TASK TO COMPLETE » Word for word, repeat all the entries below, but without the pictures.

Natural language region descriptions
━━━━━━━━━━━━━━━━━━━━━━━━━━━━━━

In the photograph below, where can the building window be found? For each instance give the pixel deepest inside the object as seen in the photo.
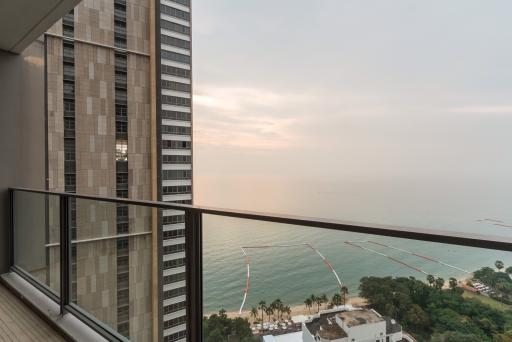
(180, 43)
(175, 115)
(173, 234)
(173, 278)
(171, 85)
(174, 248)
(175, 130)
(175, 292)
(176, 159)
(167, 25)
(174, 307)
(175, 71)
(176, 57)
(175, 337)
(176, 174)
(121, 130)
(173, 219)
(176, 144)
(180, 189)
(121, 150)
(174, 263)
(174, 322)
(174, 12)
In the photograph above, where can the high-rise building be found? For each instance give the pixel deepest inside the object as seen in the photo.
(175, 84)
(119, 124)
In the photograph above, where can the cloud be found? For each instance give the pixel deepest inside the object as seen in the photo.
(246, 117)
(482, 109)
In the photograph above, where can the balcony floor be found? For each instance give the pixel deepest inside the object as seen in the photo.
(19, 323)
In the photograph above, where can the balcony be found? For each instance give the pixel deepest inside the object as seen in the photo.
(281, 275)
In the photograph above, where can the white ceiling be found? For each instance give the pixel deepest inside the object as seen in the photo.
(22, 21)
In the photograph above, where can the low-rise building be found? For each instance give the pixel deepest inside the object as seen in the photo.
(351, 326)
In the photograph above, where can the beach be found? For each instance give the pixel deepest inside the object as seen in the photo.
(296, 309)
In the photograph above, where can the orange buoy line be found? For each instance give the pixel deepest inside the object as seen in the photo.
(420, 256)
(248, 267)
(353, 243)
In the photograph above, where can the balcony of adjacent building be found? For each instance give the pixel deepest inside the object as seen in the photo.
(93, 268)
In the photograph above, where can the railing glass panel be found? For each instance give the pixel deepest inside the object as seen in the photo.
(36, 237)
(264, 278)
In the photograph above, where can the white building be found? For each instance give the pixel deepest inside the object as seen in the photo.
(351, 326)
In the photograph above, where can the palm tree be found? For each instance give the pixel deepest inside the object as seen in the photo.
(254, 313)
(309, 304)
(509, 270)
(318, 301)
(439, 283)
(324, 298)
(269, 311)
(499, 264)
(288, 310)
(336, 299)
(344, 292)
(453, 283)
(277, 305)
(262, 306)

━━━━━━━━━━━━━━━━━━━━━━━━━━━━━━

SOLVED EXERCISE »
In the photograph below, where can the building window be found? For each instance give the pixel deepest inside the object as seen in the photo.
(180, 43)
(175, 115)
(173, 234)
(173, 278)
(171, 85)
(174, 248)
(175, 130)
(175, 292)
(176, 159)
(167, 25)
(174, 307)
(175, 71)
(176, 57)
(175, 337)
(176, 174)
(121, 130)
(173, 219)
(176, 144)
(180, 189)
(121, 150)
(174, 263)
(174, 322)
(174, 12)
In the photograph above, where can the high-rise building be found? For each instance give the pixel deepest inside the object as seen in the photo.
(175, 84)
(119, 124)
In the photograph above, where can the cloud be found? For each instance give the pixel deepest inside the object as seen in the photo.
(246, 117)
(482, 109)
In the photograph above, where can the balcony floor be found? For each instance give the pixel deepest inside the object as seen in the photo.
(19, 323)
In the photograph above, where can the balcony be found? For each instance give the pixel deepest inside the object as seen in the photo.
(281, 275)
In the photograph above, where can the white ceiling be found? For each instance give the pixel deepest inside the object as seen in the photo.
(22, 21)
In the photograph above, where can the low-rise building be found? For each instance give the pixel deepest inside the object as seen in the photo.
(351, 326)
In the photograph above, where can the beach be found? For each instance give the pixel deepest inside the object as seen in the photo.
(296, 309)
In the photograph above, where can the orange buoy line be found? For each instance give the pixel deepest inside the object as seen in the photo.
(420, 256)
(248, 267)
(353, 243)
In the photograph above, where can the balcony of adjacent building be found? For each instance give the pixel deepest inside the object as seen in the photo.
(93, 268)
In the photograph above, where can the railing glass panel be found? For each instance give the pixel deepest inside the object as seen in the photo.
(36, 237)
(264, 278)
In the photograph above, where can the white building be found? For each instance give the pixel deepest inside the object as seen in the photo.
(351, 326)
In the photograph above, where can the palm tree be found? For each instance give the pixel deepest inside the object as seen in the photo.
(254, 313)
(309, 304)
(509, 270)
(318, 301)
(439, 283)
(324, 298)
(269, 311)
(499, 264)
(288, 310)
(336, 299)
(344, 292)
(453, 283)
(277, 305)
(262, 306)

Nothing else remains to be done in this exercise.